Your objective:
Reproduce every line of the data below verbatim, changing no character.

Labeled area outline items:
══════════════════════════════

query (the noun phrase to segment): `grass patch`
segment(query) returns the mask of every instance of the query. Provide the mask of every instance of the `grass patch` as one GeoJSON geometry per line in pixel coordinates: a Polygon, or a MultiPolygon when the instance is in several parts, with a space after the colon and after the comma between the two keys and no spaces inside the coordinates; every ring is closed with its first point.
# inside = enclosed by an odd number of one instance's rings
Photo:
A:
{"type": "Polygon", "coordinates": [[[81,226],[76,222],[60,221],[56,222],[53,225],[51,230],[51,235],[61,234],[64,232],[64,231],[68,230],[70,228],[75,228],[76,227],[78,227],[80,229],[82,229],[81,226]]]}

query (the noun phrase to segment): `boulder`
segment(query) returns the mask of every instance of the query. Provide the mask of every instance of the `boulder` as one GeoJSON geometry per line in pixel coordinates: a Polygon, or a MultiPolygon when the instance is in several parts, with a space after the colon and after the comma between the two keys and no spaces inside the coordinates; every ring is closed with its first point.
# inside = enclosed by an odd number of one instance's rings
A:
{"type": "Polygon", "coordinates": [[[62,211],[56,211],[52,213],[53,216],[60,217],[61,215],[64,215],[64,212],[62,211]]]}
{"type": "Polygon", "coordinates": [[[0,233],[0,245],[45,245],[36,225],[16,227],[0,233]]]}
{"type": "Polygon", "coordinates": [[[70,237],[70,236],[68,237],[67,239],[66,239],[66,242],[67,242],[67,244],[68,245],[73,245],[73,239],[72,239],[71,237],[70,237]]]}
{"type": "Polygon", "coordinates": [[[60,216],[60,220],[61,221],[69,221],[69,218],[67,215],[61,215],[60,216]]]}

══════════════════════════════

Finished exercise:
query (the noun phrase to segment): `grass patch`
segment(query) returns the mask of every instance of the query. Provide the mask of every instance of the `grass patch` as one GeoJSON geometry per line in pixel coordinates: a Polygon, or a MultiPolygon when the instance is in several parts, with a space after the colon and after the comma between the two keys and no spaces inside the coordinates; every ring is closed with its first point.
# inside = enclosed by an odd number of one instance's rings
Photo:
A:
{"type": "Polygon", "coordinates": [[[81,226],[76,222],[60,221],[56,222],[53,225],[51,230],[51,235],[61,234],[64,232],[64,231],[68,230],[70,228],[75,228],[76,227],[78,227],[80,229],[82,229],[81,226]]]}

query (the noun phrase to segment): `boulder`
segment(query) returns the mask of every instance of the query. Provide the mask of every instance of the `boulder` as one GeoJSON geometry per line in pixel coordinates: a Polygon, or a MultiPolygon when the instance is in several parts, with a space after the colon and after the comma between the two keys and no spaces inside the coordinates; every ring is closed with its first point.
# inside = enclosed by an odd number of one instance's rings
A:
{"type": "Polygon", "coordinates": [[[62,211],[56,211],[52,213],[53,216],[60,217],[61,215],[64,215],[64,212],[62,211]]]}
{"type": "Polygon", "coordinates": [[[0,233],[0,245],[45,245],[36,225],[16,227],[0,233]]]}
{"type": "Polygon", "coordinates": [[[70,237],[70,236],[68,237],[67,239],[66,239],[66,242],[67,242],[67,244],[68,245],[73,245],[73,239],[72,239],[71,237],[70,237]]]}
{"type": "Polygon", "coordinates": [[[60,216],[60,220],[61,221],[69,221],[69,218],[67,215],[61,215],[60,216]]]}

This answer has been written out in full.